● Supplied data:

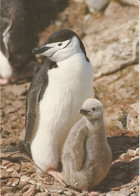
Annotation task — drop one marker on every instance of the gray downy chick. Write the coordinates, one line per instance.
(86, 156)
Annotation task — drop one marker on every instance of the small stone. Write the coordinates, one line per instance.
(24, 179)
(56, 189)
(41, 194)
(119, 176)
(131, 152)
(16, 182)
(112, 193)
(125, 157)
(97, 4)
(68, 193)
(32, 181)
(5, 162)
(137, 152)
(124, 191)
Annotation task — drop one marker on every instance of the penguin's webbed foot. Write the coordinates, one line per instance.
(57, 175)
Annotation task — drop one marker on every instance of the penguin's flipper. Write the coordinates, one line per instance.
(35, 93)
(78, 147)
(21, 147)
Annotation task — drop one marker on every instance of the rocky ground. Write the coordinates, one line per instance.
(111, 40)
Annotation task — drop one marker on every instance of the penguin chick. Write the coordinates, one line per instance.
(86, 156)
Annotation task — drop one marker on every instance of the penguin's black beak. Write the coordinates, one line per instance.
(84, 112)
(41, 49)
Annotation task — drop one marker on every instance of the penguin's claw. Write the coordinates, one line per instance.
(57, 175)
(4, 81)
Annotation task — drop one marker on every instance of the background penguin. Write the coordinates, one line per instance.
(86, 156)
(21, 22)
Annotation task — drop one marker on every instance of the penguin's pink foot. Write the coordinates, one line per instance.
(4, 81)
(93, 193)
(57, 175)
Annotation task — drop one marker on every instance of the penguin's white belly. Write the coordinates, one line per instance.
(67, 89)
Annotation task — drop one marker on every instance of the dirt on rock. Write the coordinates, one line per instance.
(119, 93)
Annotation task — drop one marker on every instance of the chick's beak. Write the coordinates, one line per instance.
(84, 112)
(41, 49)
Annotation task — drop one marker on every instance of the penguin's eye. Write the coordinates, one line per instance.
(93, 109)
(60, 44)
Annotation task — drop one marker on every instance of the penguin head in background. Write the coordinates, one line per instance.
(92, 109)
(61, 45)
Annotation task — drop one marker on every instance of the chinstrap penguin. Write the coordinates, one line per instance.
(67, 83)
(86, 156)
(55, 96)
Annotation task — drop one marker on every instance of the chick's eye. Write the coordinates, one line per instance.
(60, 44)
(93, 109)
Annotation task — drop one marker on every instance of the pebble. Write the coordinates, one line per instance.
(30, 192)
(24, 179)
(131, 152)
(124, 192)
(56, 189)
(125, 157)
(16, 182)
(68, 193)
(41, 194)
(137, 152)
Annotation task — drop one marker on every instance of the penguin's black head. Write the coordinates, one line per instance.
(61, 45)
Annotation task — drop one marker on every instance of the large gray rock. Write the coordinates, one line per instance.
(115, 44)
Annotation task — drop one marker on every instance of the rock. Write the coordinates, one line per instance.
(97, 4)
(125, 157)
(16, 182)
(112, 8)
(130, 2)
(124, 192)
(69, 193)
(42, 194)
(137, 152)
(133, 118)
(112, 193)
(24, 179)
(56, 189)
(131, 152)
(117, 52)
(30, 192)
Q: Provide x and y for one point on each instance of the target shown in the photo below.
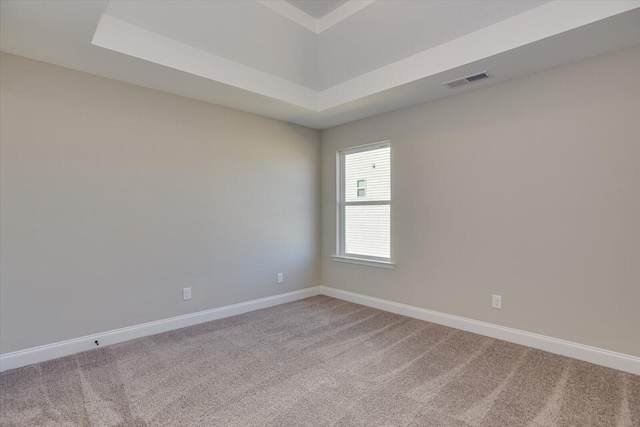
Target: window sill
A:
(363, 261)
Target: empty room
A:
(320, 213)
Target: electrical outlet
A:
(496, 302)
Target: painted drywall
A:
(529, 189)
(115, 197)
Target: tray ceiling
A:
(318, 64)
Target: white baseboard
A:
(622, 362)
(587, 353)
(65, 348)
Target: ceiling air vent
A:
(453, 84)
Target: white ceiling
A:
(317, 8)
(360, 58)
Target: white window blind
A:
(365, 202)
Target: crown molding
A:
(310, 23)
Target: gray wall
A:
(529, 189)
(114, 197)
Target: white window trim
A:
(341, 255)
(361, 188)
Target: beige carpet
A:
(318, 362)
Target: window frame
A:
(363, 188)
(341, 204)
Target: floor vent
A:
(453, 84)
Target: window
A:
(364, 204)
(362, 188)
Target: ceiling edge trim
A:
(120, 36)
(310, 23)
(343, 12)
(520, 30)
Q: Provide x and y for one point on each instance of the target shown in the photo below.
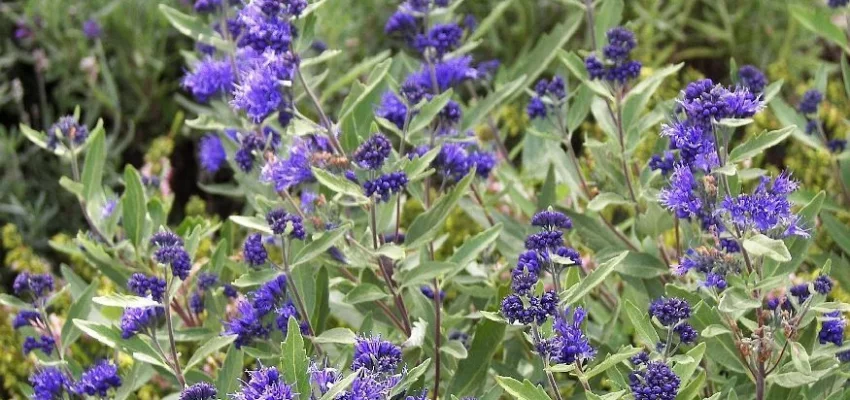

● Task to complete:
With the pictures left out, copy exactly the lines above from the line containing "Target: gray wall" through the last line of the entries.

● Response below:
Target: gray wall
A:
(529, 189)
(114, 197)
Target: white window trim
A:
(341, 255)
(361, 188)
Target: beige carpet
A:
(318, 362)
Target: window frame
A:
(363, 188)
(341, 204)
Target: floor vent
A:
(453, 84)
Target: window
A:
(364, 204)
(362, 188)
Target: ceiling edge trim
A:
(120, 36)
(310, 23)
(343, 12)
(520, 30)
Q: Provide x and y for one point on each instance of the target shown in the photo below.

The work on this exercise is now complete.